» **Your instructions**: Scan the records for "like". Report each line that includes it.

» **Dataset records**:
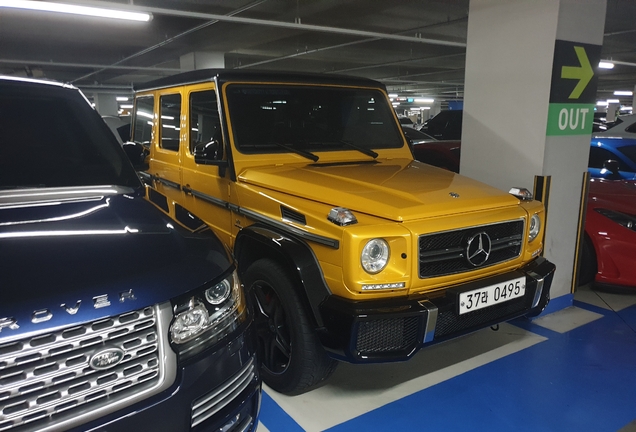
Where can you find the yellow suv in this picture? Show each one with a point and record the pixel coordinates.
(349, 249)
---
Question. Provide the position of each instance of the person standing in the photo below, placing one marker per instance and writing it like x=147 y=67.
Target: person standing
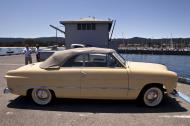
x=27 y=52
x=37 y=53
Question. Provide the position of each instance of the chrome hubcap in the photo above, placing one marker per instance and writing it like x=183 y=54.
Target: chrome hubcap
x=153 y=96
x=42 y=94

» **Written reply**:
Question. Provide the position of each instance of the person standing in the photo below, placing one marker per instance and writing it like x=147 y=67.
Question. Provide the position of each instance of the chrome hubcap in the photo above, placing one marker per instance and writing it like x=183 y=54.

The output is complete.